■ **Activity**
In the records below, the lines from the one with "Point to every instance of the bald" through the last are to be printed exactly, and nothing else.

■ **Excerpts from a dataset**
++++
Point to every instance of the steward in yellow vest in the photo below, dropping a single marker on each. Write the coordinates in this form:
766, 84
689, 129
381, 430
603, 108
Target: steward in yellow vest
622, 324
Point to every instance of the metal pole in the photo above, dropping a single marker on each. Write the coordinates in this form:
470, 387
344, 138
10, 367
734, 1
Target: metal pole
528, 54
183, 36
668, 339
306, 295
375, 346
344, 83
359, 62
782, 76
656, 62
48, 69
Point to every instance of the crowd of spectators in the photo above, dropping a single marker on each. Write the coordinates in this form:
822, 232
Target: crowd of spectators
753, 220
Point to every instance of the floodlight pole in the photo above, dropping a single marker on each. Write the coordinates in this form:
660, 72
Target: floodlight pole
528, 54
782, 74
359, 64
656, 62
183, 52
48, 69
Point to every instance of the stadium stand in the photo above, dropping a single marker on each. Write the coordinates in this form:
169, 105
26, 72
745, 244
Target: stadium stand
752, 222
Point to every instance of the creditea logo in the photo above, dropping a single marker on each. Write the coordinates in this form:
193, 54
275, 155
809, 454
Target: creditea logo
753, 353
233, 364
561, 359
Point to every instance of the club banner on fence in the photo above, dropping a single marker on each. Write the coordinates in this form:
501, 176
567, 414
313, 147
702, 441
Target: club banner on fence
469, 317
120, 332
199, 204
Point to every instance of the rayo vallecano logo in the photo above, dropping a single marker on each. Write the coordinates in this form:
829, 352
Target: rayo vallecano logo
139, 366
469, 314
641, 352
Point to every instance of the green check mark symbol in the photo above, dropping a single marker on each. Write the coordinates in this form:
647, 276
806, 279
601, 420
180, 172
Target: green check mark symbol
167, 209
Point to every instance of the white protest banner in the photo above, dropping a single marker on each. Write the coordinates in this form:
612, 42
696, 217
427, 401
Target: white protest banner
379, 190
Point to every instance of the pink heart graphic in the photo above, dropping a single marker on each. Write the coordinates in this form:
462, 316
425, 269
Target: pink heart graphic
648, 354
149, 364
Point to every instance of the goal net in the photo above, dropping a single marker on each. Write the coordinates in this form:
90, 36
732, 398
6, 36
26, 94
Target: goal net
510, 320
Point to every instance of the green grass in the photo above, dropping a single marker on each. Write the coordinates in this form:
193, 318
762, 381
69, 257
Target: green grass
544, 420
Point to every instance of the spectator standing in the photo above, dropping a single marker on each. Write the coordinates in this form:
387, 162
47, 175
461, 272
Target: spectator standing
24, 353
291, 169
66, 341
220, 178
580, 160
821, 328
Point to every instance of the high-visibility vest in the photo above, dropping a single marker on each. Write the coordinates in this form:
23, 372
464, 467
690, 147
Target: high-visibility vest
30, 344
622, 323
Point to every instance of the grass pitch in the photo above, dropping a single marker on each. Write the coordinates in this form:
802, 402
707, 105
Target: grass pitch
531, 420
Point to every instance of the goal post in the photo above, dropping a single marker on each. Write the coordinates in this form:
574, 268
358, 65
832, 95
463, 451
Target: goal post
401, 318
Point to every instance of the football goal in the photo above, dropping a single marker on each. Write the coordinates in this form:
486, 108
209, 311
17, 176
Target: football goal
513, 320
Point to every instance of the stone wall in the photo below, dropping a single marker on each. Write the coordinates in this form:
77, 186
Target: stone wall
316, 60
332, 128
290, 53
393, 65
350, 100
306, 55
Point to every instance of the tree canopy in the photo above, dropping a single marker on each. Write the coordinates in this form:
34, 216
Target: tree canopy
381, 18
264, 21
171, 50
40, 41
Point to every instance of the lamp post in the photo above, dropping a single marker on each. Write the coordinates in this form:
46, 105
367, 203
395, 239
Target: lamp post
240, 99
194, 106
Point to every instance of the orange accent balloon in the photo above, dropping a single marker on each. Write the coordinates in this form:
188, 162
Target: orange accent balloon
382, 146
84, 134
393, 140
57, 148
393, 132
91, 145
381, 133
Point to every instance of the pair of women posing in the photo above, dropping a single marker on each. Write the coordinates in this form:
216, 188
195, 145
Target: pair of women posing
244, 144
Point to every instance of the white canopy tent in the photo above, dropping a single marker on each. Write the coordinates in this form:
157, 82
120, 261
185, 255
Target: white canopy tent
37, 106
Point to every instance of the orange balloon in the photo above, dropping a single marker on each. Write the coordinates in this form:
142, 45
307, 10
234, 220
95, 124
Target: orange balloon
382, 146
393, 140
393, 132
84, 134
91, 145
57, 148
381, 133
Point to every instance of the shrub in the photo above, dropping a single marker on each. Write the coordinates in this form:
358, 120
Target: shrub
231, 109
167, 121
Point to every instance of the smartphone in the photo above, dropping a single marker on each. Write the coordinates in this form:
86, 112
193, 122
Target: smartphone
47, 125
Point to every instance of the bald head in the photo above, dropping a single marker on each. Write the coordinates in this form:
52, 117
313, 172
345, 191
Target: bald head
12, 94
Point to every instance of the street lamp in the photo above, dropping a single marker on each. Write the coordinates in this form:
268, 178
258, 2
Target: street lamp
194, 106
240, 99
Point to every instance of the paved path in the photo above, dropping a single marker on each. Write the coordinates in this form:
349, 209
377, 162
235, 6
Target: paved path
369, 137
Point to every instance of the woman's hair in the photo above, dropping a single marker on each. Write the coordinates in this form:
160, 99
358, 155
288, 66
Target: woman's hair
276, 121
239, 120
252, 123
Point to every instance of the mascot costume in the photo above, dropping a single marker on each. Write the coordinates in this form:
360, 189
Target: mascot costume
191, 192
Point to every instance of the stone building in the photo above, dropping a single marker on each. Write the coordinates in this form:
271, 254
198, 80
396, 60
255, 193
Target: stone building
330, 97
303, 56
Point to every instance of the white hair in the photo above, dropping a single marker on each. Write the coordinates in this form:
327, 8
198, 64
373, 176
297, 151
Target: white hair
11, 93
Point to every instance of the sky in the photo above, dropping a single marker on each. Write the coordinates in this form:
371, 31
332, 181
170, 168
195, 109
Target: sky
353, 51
++++
■ **Result of this exercise**
Point to every instance of the bald head in the photo above, dropping a single marker on each. Write the coordinates in this form:
52, 117
313, 172
345, 191
Target: bald head
12, 94
Point to every instance of the street lamp in the photo above, dropping a single marker on each. Write the coordinates in this form:
268, 178
258, 2
Target: street lamp
194, 106
240, 99
Point to every instance of the paved path in the photo above, dropping a single marker on each. Write the coordinates in this form:
349, 209
377, 162
235, 6
Target: paved path
369, 137
Point to every instance of the woman's hair in the photo above, dropping a single marker on each. Write the coordinates in this form:
160, 99
358, 155
288, 66
Target: woman's hair
276, 121
239, 120
252, 123
Point to every instance of the mascot costume in the photo above, dropping a single marker on each. Write the coordinates in this form:
360, 189
Target: mascot costume
191, 192
Point to every instance of the stone building in the photo above, dropping a single marker on each. Write the coordinates in this form:
271, 254
198, 80
396, 60
255, 193
Target: stone building
330, 97
303, 56
Point to every instance of the white hair in the photo above, dropping a single marker on each. Write the coordinates in this form:
327, 8
198, 64
373, 176
297, 151
Target: white hair
11, 93
Point to every instance of the sky in the photo above, dropping a single marker on each. Write the coordinates in this form:
371, 31
332, 181
170, 168
195, 109
Target: sky
353, 51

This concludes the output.